# Fastest way to combine pre-sorted lists?

I need to combine two long, already-sorted lists into one sorted list. My effort below takes advantage of the fact that the lists are already sorted; but it's far slower than just using Join and Sort, which ignore the fact that the lists were sorted.

a = Sort[RandomInteger[10^8, 10^6]];
b = Sort[RandomInteger[10^8, 10^7]];
Timing[c1 = Sort[Flatten[{a, b}]];]
Timing[c2 = Sort[Join[a, b]];]

Timing[
aIndex = 1;
bIndex = 1;
c3 = ConstantArray[0, Length[a] + Length[b]];
cIndex = 1;
While[aIndex <= Length[a] && bIndex <= Length[b],c3[[cIndex++]] = If[a[[aIndex]] <= b[[bIndex]], a[[aIndex++]], b[[bIndex++]]]];

c3[[cIndex ;; Length[c3]]] = If[aIndex > Length[a], b[[bIndex ;; Length[b]]], a[[aIndex ;; Length[a]]]];]


(* {1.14063, Null} {0.24063, Null} {70.4063, Null} *)

— Aim of the task —
Retype the portion of the sorted-list merging post between "# Fastest way" and "lists were sorted.", inclusive. The rows play no part in this work.

— Rows from a pointing dataset —
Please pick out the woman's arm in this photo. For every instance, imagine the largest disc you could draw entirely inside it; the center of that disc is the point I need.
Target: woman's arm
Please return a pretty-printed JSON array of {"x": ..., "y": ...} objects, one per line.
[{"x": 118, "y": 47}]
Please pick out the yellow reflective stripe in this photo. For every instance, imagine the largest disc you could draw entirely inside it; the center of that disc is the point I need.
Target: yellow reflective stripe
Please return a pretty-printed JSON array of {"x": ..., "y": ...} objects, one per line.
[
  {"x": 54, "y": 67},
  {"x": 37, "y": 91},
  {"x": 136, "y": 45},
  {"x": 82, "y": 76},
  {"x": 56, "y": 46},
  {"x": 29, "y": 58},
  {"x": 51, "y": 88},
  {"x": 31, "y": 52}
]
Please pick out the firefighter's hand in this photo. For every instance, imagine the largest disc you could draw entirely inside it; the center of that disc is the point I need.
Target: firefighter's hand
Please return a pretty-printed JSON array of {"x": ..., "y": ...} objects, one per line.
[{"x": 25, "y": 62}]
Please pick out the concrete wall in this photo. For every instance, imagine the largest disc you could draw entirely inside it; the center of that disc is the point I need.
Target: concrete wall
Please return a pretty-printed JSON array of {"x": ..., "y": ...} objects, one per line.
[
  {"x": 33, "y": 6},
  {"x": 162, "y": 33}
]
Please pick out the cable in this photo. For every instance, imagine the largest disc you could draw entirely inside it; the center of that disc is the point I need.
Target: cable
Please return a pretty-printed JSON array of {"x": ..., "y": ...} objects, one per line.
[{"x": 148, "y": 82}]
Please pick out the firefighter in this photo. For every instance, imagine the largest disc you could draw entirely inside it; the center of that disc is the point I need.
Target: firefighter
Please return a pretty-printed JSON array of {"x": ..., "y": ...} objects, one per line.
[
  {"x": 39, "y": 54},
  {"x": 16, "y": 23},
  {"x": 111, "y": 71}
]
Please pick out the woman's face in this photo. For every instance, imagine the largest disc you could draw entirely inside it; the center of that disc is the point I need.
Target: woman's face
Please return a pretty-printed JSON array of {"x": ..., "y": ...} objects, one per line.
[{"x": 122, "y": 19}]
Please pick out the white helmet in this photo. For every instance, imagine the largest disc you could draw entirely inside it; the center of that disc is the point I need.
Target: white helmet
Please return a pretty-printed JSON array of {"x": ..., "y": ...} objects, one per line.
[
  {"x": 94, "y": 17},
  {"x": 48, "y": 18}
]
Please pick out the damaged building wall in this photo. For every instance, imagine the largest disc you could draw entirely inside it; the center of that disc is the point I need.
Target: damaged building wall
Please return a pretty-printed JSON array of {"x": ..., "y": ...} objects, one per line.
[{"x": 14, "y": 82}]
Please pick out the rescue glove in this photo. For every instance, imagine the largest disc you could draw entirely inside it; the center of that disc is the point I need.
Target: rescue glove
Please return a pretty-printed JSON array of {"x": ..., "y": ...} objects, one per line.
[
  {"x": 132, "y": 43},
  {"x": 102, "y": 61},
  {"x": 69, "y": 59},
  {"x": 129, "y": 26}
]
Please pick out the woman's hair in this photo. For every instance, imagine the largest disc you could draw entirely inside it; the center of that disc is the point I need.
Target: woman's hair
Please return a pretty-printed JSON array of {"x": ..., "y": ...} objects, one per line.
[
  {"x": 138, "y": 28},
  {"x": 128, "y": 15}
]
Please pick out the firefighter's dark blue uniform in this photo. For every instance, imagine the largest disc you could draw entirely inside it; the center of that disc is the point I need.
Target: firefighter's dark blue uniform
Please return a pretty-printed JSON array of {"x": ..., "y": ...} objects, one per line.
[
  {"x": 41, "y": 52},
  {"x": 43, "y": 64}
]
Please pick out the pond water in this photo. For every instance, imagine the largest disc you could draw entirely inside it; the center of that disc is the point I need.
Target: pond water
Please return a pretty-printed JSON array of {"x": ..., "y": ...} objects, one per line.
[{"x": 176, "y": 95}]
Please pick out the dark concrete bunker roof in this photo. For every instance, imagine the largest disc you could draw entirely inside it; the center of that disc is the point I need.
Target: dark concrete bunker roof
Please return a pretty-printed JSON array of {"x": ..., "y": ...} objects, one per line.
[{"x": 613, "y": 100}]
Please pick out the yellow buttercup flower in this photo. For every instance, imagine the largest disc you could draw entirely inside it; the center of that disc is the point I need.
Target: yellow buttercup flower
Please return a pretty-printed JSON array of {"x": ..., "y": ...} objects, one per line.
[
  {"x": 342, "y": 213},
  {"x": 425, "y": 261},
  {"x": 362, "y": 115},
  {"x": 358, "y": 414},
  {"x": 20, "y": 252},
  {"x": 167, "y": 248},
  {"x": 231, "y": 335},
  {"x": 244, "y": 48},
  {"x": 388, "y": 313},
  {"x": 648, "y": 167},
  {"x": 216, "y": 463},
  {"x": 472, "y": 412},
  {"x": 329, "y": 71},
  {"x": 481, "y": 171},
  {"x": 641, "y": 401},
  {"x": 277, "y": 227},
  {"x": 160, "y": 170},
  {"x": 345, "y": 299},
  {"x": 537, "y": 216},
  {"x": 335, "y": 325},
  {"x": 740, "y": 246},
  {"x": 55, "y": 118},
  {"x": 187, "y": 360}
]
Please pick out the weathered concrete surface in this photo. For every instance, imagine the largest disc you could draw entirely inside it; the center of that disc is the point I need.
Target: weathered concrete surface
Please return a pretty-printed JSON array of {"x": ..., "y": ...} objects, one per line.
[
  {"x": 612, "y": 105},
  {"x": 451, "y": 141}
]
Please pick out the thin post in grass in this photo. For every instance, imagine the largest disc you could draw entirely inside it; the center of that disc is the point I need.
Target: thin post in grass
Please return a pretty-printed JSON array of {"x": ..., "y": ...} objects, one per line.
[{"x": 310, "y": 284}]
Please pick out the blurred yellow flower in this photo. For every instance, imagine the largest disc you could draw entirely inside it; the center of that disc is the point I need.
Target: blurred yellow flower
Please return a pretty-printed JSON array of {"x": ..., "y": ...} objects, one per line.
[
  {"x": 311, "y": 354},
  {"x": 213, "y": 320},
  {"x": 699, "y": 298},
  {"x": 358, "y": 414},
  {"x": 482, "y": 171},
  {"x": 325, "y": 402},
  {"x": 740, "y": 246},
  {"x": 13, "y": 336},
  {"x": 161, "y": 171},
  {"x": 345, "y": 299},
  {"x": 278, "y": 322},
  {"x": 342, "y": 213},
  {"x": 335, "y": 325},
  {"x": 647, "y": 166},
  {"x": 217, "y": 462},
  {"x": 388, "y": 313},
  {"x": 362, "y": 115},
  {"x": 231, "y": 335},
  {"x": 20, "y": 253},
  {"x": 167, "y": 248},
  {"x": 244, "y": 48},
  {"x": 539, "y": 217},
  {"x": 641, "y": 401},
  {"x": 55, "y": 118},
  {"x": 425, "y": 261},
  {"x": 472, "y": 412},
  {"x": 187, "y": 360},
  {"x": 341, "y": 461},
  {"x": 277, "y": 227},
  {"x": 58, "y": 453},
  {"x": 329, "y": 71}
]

— Solution to the problem —
# Fastest way to combine pre-sorted lists?

I need to combine two long, already-sorted lists into one sorted list. My effort below takes advantage of the fact that the lists are already sorted; but it's far slower than just using Join and Sort, which ignore the fact that the lists were sorted.